## DO THIS
Please copy the lines of the listing below without any changes, beginning with the line containing "Pass this photo to locate to point out the church." and continuing through the line containing "x=49, y=789", including both of those lines.

Point labeling dataset excerpts
START

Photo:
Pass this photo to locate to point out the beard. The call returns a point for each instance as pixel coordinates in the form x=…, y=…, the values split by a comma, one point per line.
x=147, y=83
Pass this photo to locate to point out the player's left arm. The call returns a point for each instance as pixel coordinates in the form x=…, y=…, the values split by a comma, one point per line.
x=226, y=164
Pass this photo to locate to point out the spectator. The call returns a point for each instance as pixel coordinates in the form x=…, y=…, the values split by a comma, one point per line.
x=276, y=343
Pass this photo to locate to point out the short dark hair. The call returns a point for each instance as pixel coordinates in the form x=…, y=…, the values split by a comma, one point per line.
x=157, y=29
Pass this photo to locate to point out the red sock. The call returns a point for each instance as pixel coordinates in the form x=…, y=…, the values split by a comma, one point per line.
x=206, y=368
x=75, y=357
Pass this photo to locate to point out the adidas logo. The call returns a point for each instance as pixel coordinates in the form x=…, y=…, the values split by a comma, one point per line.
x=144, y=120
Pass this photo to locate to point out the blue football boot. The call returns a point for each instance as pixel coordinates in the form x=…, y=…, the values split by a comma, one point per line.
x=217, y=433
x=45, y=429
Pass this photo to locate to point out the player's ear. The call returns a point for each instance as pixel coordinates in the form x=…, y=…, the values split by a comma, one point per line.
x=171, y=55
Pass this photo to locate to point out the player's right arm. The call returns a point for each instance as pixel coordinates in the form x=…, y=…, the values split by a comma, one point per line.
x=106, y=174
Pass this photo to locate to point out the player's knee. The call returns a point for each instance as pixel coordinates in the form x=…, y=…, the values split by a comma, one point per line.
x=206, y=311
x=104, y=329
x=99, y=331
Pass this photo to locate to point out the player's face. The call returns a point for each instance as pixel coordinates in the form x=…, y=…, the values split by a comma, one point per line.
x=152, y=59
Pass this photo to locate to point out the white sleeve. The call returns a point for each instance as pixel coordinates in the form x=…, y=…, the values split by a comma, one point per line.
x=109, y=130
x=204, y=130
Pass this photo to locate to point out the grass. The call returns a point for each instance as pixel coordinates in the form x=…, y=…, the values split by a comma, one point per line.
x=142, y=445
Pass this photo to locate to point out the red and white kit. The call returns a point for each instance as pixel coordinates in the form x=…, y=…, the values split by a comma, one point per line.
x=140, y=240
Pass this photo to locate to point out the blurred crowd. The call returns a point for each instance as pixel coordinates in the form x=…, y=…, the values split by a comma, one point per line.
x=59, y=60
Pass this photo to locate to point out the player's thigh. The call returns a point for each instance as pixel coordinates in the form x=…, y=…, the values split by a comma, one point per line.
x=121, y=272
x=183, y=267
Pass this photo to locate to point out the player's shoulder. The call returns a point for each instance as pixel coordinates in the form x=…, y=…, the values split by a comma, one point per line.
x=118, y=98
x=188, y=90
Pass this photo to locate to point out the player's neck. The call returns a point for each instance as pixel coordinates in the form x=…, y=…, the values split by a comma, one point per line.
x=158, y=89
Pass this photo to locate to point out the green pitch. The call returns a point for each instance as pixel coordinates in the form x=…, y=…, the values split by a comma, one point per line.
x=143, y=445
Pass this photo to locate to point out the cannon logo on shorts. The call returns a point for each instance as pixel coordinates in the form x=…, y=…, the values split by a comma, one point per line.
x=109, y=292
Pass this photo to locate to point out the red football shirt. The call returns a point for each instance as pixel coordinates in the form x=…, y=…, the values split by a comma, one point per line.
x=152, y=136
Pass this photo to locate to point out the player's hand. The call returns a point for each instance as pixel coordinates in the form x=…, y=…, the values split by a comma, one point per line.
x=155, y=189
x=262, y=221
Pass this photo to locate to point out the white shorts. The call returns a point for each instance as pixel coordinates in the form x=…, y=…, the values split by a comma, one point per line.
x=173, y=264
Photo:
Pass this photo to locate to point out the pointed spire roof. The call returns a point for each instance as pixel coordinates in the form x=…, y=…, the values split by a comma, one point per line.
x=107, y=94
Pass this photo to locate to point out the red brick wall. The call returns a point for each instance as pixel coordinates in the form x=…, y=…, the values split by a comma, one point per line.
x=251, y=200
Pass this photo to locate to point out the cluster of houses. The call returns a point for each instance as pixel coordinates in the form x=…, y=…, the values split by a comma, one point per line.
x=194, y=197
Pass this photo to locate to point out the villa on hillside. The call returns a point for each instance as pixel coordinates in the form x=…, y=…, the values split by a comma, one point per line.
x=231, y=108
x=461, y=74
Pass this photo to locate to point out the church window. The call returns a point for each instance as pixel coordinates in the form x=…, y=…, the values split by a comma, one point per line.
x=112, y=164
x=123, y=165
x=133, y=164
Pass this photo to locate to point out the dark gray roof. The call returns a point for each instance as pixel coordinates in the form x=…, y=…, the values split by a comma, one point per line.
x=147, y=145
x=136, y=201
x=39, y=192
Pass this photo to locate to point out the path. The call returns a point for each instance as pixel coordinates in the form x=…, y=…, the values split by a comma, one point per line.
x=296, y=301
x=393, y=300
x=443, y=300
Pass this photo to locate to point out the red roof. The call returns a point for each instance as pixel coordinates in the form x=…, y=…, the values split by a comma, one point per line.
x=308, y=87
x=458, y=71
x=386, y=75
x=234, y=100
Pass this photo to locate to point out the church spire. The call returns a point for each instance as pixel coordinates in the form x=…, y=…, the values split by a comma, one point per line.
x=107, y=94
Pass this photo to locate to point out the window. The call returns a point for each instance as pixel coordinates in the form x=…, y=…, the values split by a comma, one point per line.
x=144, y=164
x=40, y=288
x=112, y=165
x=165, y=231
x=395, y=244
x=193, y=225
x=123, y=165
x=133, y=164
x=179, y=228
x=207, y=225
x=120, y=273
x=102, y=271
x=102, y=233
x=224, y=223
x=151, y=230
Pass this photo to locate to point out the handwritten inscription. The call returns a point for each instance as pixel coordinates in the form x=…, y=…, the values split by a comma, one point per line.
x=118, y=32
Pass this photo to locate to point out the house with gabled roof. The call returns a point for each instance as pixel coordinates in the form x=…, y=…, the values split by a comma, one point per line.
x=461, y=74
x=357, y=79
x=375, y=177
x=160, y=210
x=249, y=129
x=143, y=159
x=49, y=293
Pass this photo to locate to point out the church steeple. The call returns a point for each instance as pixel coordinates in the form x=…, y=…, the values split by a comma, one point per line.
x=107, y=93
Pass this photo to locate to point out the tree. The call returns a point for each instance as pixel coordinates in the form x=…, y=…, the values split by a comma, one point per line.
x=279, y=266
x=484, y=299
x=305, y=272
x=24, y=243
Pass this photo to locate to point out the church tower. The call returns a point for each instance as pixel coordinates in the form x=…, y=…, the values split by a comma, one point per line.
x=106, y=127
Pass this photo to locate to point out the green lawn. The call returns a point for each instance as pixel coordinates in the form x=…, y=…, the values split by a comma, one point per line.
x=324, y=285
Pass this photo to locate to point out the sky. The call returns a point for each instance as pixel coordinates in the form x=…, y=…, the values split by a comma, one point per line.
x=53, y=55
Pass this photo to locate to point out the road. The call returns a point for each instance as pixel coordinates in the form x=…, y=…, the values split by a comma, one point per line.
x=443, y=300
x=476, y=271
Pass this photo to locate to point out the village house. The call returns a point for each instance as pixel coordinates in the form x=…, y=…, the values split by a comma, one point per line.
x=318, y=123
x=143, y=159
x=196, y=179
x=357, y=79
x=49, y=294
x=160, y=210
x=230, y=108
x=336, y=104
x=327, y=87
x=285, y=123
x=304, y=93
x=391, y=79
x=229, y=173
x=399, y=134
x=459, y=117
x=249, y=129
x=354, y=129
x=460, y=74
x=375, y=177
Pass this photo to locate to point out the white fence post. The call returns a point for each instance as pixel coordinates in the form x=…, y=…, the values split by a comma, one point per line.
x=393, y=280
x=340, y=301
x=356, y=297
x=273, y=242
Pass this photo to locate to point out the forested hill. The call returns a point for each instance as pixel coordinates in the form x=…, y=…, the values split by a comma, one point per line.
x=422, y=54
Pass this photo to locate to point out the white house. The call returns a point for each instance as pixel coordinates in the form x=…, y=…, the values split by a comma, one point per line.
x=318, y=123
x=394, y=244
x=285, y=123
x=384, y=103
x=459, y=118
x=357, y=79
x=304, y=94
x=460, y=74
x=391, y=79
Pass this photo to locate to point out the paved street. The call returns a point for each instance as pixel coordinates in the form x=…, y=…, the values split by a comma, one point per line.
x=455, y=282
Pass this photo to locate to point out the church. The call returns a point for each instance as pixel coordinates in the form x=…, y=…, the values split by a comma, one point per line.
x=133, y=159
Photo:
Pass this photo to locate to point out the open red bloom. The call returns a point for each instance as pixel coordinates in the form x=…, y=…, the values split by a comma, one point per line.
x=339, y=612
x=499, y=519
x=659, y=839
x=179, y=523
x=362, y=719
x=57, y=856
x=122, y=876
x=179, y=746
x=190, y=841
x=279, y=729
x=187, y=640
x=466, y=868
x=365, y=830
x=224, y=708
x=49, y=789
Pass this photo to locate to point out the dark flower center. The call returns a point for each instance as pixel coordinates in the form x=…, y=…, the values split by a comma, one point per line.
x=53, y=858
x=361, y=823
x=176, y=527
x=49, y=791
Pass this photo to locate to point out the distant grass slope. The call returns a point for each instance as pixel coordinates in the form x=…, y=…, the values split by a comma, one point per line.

END

## SOLUTION TO THE PROBLEM
Pass this photo to locate to point out the church. The call returns a point for each instance as pixel coordinates in the form x=…, y=…, the values split by a comma, one point per line.
x=133, y=159
Photo:
Pass this photo to locate to point out the open red bloom. The call returns a point for each instance as pixel coordinates in the form x=…, y=…, the values split by a comma, one point per line.
x=339, y=612
x=499, y=519
x=659, y=839
x=179, y=523
x=362, y=719
x=57, y=856
x=122, y=876
x=179, y=746
x=190, y=841
x=279, y=729
x=187, y=640
x=466, y=868
x=365, y=830
x=224, y=708
x=49, y=789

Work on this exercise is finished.